[start of TASK DATA]

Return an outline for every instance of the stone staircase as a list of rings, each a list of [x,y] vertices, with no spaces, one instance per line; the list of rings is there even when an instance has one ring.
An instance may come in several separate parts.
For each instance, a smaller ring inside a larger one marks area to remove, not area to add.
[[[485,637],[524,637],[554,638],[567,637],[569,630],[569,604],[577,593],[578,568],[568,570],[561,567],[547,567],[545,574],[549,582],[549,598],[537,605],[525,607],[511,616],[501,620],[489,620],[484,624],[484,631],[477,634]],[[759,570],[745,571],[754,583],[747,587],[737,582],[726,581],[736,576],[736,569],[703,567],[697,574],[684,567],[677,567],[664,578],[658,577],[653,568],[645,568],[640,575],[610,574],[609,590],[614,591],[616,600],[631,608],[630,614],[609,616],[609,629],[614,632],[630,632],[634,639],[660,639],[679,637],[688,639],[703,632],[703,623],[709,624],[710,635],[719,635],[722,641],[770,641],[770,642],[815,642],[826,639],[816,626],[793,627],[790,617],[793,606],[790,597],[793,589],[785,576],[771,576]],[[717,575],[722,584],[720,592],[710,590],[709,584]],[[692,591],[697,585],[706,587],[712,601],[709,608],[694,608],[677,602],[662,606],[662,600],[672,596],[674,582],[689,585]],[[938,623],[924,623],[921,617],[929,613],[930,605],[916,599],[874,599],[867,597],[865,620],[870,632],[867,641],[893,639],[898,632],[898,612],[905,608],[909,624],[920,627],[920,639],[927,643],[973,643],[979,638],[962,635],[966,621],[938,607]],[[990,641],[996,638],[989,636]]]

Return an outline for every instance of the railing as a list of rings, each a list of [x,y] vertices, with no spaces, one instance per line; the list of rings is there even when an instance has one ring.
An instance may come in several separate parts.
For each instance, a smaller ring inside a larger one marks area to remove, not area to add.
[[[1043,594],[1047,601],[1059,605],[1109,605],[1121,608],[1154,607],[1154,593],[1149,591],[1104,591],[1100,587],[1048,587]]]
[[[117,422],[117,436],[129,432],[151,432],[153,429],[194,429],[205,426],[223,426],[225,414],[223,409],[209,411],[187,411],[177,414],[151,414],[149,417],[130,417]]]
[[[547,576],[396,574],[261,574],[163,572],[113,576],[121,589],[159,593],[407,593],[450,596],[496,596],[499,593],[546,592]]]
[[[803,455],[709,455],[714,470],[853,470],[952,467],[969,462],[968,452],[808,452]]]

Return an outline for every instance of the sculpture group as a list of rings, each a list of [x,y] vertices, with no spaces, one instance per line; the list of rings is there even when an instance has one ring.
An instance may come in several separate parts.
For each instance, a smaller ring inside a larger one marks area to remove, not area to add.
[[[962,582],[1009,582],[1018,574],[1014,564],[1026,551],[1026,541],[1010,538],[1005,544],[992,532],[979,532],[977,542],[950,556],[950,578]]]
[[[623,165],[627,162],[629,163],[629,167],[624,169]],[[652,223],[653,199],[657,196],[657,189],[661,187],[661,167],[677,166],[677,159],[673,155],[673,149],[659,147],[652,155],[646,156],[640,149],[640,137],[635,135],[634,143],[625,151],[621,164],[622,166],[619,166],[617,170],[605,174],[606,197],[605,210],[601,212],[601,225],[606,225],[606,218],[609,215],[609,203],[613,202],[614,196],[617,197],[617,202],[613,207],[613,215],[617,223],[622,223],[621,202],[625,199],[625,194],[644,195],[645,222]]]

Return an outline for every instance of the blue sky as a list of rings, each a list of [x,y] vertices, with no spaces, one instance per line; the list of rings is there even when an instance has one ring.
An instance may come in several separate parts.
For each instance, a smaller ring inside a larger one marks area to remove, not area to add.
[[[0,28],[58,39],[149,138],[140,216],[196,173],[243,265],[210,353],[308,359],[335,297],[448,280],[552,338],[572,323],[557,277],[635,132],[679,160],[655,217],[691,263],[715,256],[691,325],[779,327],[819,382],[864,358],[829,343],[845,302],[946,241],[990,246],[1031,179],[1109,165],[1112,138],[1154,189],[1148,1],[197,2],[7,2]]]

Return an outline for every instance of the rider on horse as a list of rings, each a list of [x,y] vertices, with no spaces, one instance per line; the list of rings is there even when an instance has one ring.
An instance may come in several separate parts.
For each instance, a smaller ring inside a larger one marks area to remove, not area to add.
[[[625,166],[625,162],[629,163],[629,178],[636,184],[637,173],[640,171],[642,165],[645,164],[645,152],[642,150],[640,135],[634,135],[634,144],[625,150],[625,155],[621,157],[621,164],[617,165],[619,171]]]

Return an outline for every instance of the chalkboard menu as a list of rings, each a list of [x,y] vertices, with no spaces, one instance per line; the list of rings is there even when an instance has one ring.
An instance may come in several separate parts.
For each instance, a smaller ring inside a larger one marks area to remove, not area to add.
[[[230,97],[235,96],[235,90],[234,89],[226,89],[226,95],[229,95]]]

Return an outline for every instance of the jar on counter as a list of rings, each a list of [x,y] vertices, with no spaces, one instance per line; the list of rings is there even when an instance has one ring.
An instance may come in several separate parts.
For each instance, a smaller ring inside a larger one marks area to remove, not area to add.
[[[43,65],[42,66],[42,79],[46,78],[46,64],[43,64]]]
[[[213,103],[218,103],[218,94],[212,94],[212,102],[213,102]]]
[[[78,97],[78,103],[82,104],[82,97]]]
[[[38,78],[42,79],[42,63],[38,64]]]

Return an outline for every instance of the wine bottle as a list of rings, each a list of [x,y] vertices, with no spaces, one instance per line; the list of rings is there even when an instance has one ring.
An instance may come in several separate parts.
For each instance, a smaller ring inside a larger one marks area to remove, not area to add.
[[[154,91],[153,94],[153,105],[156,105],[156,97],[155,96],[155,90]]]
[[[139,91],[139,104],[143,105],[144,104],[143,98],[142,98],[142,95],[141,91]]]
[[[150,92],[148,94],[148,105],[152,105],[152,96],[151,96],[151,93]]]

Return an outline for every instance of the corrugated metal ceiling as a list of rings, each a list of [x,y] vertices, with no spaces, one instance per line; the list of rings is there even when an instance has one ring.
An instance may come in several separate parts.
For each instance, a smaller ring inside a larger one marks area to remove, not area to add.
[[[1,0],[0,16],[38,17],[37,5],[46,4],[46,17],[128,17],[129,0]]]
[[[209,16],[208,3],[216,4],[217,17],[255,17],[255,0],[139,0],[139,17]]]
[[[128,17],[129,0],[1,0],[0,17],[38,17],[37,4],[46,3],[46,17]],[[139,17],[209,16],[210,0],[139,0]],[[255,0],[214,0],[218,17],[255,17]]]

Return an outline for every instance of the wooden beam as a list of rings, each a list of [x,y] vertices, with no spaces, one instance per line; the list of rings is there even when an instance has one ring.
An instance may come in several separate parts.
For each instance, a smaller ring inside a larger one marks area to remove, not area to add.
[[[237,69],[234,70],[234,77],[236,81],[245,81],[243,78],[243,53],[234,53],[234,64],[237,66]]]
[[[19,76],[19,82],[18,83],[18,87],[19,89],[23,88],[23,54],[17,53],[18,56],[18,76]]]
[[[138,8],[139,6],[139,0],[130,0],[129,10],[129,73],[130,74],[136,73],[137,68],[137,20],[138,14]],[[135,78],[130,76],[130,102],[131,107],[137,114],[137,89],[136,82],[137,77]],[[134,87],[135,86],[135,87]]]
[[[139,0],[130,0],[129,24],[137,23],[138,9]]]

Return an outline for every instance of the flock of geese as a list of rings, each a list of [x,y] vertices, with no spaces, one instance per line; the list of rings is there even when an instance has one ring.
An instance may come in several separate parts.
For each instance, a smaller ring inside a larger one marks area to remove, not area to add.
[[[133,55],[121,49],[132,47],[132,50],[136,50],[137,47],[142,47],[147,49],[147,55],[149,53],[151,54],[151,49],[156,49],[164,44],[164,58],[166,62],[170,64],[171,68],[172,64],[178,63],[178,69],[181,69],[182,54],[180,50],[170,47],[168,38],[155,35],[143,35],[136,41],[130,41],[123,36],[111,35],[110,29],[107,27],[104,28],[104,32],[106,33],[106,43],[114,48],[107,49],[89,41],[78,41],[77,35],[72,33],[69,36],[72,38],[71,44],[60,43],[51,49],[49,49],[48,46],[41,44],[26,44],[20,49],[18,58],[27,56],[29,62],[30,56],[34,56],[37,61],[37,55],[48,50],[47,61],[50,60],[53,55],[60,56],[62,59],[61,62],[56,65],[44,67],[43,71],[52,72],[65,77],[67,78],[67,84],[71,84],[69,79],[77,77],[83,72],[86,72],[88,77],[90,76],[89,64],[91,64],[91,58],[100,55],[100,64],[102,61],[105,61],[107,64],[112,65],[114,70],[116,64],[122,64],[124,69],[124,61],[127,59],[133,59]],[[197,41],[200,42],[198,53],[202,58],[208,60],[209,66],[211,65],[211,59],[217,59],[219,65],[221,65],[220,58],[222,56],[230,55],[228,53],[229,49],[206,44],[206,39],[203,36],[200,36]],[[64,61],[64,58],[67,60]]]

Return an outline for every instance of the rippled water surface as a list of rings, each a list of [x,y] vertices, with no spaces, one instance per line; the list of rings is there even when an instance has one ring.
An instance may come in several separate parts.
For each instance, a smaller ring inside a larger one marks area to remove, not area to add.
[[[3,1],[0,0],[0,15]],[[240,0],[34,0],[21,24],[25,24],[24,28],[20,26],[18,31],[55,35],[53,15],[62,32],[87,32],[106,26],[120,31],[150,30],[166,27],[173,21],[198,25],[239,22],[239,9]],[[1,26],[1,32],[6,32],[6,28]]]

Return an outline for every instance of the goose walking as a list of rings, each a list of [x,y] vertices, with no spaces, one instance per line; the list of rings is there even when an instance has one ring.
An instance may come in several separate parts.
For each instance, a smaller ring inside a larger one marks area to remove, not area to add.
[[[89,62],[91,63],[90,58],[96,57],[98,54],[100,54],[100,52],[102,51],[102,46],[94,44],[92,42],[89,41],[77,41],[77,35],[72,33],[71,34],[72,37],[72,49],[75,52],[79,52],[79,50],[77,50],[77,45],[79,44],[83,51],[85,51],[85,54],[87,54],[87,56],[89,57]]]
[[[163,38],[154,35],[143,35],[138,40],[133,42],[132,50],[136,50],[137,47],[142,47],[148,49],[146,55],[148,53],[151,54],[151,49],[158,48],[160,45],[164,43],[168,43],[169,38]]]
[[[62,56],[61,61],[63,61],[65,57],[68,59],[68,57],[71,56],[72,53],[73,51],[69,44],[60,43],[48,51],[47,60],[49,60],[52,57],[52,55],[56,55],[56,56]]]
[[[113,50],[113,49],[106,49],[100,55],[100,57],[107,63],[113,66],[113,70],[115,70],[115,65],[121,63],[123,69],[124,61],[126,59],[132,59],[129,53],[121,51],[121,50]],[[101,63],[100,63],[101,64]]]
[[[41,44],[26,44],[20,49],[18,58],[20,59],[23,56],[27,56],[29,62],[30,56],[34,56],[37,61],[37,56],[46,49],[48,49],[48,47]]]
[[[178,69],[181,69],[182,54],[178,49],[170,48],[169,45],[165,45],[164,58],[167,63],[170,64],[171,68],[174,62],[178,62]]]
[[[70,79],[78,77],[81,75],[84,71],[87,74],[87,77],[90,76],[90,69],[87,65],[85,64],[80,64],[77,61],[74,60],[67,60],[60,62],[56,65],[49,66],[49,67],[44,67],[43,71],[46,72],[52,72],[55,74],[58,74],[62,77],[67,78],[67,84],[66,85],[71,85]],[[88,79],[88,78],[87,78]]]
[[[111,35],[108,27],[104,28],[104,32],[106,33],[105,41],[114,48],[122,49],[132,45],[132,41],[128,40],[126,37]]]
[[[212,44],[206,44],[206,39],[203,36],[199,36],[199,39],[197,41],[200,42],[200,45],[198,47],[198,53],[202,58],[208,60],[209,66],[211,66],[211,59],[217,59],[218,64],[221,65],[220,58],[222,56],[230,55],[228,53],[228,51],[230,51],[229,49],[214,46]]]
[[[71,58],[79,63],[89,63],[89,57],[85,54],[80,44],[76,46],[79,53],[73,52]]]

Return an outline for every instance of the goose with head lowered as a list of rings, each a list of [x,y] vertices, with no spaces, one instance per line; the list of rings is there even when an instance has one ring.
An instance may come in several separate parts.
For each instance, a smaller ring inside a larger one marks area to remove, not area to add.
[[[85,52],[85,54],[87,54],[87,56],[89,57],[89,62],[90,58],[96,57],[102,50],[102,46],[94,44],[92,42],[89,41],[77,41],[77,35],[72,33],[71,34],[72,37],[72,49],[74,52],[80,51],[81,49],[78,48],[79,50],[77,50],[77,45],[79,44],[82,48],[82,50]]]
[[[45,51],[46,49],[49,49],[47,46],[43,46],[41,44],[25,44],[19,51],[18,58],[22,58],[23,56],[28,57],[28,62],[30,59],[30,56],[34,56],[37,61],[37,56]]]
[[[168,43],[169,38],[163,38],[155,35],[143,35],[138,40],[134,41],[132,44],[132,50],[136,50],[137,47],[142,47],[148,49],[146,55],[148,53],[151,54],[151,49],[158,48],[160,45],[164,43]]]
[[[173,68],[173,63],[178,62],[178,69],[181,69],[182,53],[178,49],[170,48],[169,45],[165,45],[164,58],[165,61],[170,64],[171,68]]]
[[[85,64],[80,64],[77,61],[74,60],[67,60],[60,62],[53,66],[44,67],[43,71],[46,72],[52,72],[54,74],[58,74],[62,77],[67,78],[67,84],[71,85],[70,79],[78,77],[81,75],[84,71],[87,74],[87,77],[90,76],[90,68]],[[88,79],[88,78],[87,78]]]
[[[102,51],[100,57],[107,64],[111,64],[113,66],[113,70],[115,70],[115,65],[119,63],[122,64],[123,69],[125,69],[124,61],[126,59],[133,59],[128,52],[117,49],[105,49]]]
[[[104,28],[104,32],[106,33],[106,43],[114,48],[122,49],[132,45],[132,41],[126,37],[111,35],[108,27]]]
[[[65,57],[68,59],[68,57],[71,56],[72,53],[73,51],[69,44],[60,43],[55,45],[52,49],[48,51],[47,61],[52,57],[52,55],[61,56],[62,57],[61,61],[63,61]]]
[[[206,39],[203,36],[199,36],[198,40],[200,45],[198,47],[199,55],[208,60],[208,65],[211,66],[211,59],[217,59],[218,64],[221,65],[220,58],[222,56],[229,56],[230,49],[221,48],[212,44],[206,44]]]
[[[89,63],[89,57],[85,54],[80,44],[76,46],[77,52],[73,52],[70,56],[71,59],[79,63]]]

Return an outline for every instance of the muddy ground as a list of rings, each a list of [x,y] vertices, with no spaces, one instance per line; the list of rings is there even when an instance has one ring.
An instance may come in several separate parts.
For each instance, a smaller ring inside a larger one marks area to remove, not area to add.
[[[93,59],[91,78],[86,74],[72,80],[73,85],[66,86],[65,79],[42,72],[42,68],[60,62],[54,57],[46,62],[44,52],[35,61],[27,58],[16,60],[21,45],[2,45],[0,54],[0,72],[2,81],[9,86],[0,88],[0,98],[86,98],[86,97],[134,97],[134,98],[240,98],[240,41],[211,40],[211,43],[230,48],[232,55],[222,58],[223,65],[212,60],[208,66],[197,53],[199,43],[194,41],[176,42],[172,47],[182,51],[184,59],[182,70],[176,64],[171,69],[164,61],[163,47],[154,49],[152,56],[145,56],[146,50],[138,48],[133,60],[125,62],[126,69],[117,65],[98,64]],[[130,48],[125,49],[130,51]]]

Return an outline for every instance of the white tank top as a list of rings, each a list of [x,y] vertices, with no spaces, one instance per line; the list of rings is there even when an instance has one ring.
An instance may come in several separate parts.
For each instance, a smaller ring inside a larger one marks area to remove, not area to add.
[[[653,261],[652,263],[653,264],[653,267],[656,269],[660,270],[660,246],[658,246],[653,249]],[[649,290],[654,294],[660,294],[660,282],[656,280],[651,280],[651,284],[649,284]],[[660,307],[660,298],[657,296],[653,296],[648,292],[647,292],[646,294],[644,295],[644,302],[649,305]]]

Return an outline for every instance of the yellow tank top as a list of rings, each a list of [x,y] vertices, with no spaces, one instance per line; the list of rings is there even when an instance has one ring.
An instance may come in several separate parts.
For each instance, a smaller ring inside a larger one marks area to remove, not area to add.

[end of TASK DATA]

### TASK PROMPT
Please copy the lines in the items above word for word, starting at the line that contains "Return an outline for every instance of the rider" and ending at the line that contains "[[[38,78],[42,79],[42,63],[38,64]]]", with both of those lines included.

### ANSWER TO THIS PROBLEM
Return an outline for every instance of the rider on horse as a list of rings, each a list of [x,y] vertices, with no spaces, one instance per line; the list of rings is there even when an instance has one ring.
An instance may come in several separate parts.
For each instance, a smaller ring inside a larger one marks area to remove, not area to add.
[[[625,166],[625,162],[629,163],[629,178],[636,184],[637,173],[640,171],[642,165],[645,164],[645,152],[642,150],[640,135],[634,135],[634,144],[625,150],[625,155],[621,157],[621,164],[617,165],[619,171]]]

Return an outline for every instance of the chalkboard menu as a list of rings, each a list of [x,y] vertices, with no spaces, one instance per line; the list of rings is there even when an instance has one ring.
An instance may come in several separate parts.
For each instance, a smaller ring inside a larger one marks area to remove, not area to add.
[[[230,97],[235,96],[235,90],[234,89],[226,89],[226,95],[229,95]]]

Return an outline for every instance of the jar on counter as a list of rings, each a list of [x,y] vertices, with no spaces, one instance per line; the list of rings is there even when an instance has one ring.
An instance may come in several separate parts.
For each instance, a smaller ring inside a larger one marks area to remove, not area to add.
[[[43,65],[42,66],[42,79],[46,78],[46,64],[43,64]]]
[[[213,103],[218,103],[218,94],[212,94],[212,102],[213,102]]]
[[[78,97],[78,103],[82,104],[82,97]]]
[[[38,78],[42,79],[42,63],[38,64]]]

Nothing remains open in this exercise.